■ **O SEU OBJETIVO**
Prossiga o texto sobre a lei russa dos agentes estrangeiros a partir do ponto em que termina.

■ **TEXTO DA PÁGINA**
—————

A redacção é peculiar e significativa. Afinal, qual é a "função de um agente estrangeiro", em linguagem coloquial, que não seja servir os interesses de uma potência estrangeira? De facto, a lei russa evita que as NCO que não estejam sob o controlo do Estado, desenvolvam actividades no país. Certamente, a designação não lhes permite receber financiamento russo o que pode fazer com que lhes sejam retirados os registos. Não são apenas estrangeiras: têm agentes infiltrados e traidores.

 

Alguns grupos entraram em liquidação voluntária; outros têm sido suprimidos por não cumprirem os regulamentos; e outros estão no exílio. As vítimas mais ilustres têm sido o Centro Sakharov, o Centro Memorial para os Direitos Humanos e a Escola para a Educação Cívica de Moscovo. A Universidade Europeia de São Petersburgo, depois de ter resistido à tentativa de ser estigmatizada como "agente estrangeiro", tem de enfrentar agora a possibilidade de ser encerrada por violações técnicas triviais – a táctica burocrática favorita.  

 

A vingança contra os grupos independentes, com ligações estrangeiras, não dá à Rússia nenhum benefício e prejudica a sua reputação internacional. É possível tentar decifrar esta questão em três pontos.

 

Em primeiro lugar, a lei de 2012 era uma resposta directa às grandes manifestações públicas, que começaram no ano anterior em Moscovo, em São Petersburgo e em outras cidades russas, como forma de protesto contra a decisão de Vladimir Putin de ficar para um terceiro mandato como presidente, para protestarem contra a sua eleição e contra a tomada de posse. No seu único discurso de campanha, a 23 de Fevereiro de 2012, Putin recordou a vitória da Rússia sobre Napoleão em 1812, e alertou para interferência externa nos assuntos internos do país. Isto foi uma referência clara à Revolução Laranja, na Ucrânia, em 2004, alegadamente organizada e financiada pela CIA, que derrotou Viktor Yanukovych, o candidato presidencial preferido por Moscovo. A lei de 2015 surgiu depois da revolta de Maidan, em Kiev, que depôs pela segunda vez Yanukovych.

 

Os receios da desintegração do estado russo, o legado do império, é pensamento sempre presente na mente dos governantes. É a principal barreira ao desenvolvimento de políticas democráticas.

 

É um legado que continua preso a um mundo obscuro de "organizações de fachada": "agentes estrangeiros" reais, aparentemente independentes e devotos de causas dignas, mas secretamente controlados a partir do estrangeiro. Os russos sabem tudo sobre eles porque os soviéticos criaram frequentemente estes agentes como ferramentas de política externa clandestina. A "fachada" teria várias figuras do desporto, da cultura, académicos respeitáveis e que muitas vezes não sabiam que estavam a ser usados; a organização real era controlada pelo KGB. O que era produzido por esta organização seria favorável, ou pelo menos não seria crítica, em relação ao ponto de vista soviético.

—————

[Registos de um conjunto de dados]
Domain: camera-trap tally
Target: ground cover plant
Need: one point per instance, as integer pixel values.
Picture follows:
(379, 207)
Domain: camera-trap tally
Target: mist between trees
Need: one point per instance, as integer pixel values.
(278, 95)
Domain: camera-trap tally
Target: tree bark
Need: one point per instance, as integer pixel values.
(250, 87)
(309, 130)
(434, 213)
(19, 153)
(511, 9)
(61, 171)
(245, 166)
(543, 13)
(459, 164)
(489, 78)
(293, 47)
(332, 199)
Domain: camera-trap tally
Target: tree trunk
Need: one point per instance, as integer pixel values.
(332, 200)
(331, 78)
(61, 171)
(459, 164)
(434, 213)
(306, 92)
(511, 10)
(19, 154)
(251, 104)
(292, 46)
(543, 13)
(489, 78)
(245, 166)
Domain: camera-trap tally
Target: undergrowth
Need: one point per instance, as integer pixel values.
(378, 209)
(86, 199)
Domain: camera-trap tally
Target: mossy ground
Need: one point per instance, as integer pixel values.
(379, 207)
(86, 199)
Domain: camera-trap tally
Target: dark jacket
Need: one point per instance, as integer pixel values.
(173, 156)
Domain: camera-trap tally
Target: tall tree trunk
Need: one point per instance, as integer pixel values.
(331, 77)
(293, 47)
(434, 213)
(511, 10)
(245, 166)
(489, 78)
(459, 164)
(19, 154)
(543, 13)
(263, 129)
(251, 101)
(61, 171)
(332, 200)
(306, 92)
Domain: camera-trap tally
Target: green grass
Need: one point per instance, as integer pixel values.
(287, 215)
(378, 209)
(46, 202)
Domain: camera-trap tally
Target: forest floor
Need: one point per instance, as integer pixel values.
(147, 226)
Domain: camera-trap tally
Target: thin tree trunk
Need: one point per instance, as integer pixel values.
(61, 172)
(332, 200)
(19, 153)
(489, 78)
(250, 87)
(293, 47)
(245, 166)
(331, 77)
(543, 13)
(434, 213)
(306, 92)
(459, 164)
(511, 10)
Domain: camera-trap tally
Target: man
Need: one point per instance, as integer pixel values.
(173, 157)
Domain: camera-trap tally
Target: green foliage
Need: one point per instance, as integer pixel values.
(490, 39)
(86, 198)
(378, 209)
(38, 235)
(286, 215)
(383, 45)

—————

■ **EXERCÍCIO RESOLVIDO**
 

A CIA respondeu na mesma moeda. O Congresso para a Liberdade Cultural, fundado em 1950, foi uma das muitas "fachadas" que financiou revistas políticas e literárias muito conhecidas, como é o caso da Encounter, no Reino Unido, e que ajudou intelectuais dissidentes que estavam na Cortina de Ferro.

 

Quanta influência estas "fachadas" tinham nos acontecimentos é difícil de saber. Para os viciados em teorias da conspiração, estas "fachadas" eram parte essencial da história secreta da Guerra Fria. E os meios de comunicação de hoje, impressos e digitais, dão uma nova oportunidade a estas "fachadas". Com uma imaginação suficientemente vívida, é possível ver o longo braço de Putin na nomeação de George Osborne para director do londrino Evening Standard, detido pelo oligarca russo Alexander Lebedev.

 

Mas as suspeitas em relação ao estrangeiro têm raízes muito mais profundas na Rússia. Qualquer pessoa que esteja a tentar aprender russo enfrenta a extraordinária opacidade da língua. O genoma cultural dos russos (ADN) evoluiu de um ambiente de campesinato, no qual as propriedades eram detidas e a vida vivida em comum. (O comunismo soviético, apesar de todos os contributos ocidentais, tem as suas raízes na ideia tradicional de propriedade colectiva). Os relacionamentos eram governados não por normas legais mas por entendimentos informais e pela distinção clara entre o que estava dentro e o que estava fora da mentalidade comum. Numa sociedade tradicionalmente fechada, os russos amam ou odeiam, explicou o cineasta Andrei Konchalovsky, em 2015; eles não respeitam.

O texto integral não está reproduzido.